Records from a collection
_ _ _ _ _
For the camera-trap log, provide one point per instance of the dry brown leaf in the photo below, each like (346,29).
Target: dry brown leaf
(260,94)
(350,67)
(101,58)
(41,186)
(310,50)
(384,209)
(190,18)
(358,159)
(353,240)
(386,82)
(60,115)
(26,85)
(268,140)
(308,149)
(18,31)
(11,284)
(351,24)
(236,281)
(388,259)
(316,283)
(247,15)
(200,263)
_ _ _ _ _
**Objective**
Rewrite the data above, replacing "dry brown leaf" with "fallen oak leaf" wherever it occurs and leaving every other part unchanged.

**Exercise response**
For the camera-trap log, provide one point per instance of the fallen oak leaf in the photo below, each like (346,29).
Target: fallen oak leaf
(260,94)
(350,67)
(101,58)
(41,186)
(310,50)
(384,209)
(190,18)
(358,159)
(353,240)
(386,82)
(60,115)
(26,85)
(268,140)
(308,149)
(18,31)
(11,284)
(351,24)
(236,281)
(388,259)
(316,283)
(247,15)
(200,263)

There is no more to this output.